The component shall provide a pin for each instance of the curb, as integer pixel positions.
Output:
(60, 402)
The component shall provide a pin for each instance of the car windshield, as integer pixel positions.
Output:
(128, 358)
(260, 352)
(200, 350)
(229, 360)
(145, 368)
# # # #
### [WHAT THE TASK ASKS]
Show all lines in the entries above where the string "integer" appears.

### [RESPONSE AREA]
The component shall provide a pin for each instance of the curb, as integer pixel positions.
The component shall provide a pin for each instance of the car windshield, as integer pixel positions.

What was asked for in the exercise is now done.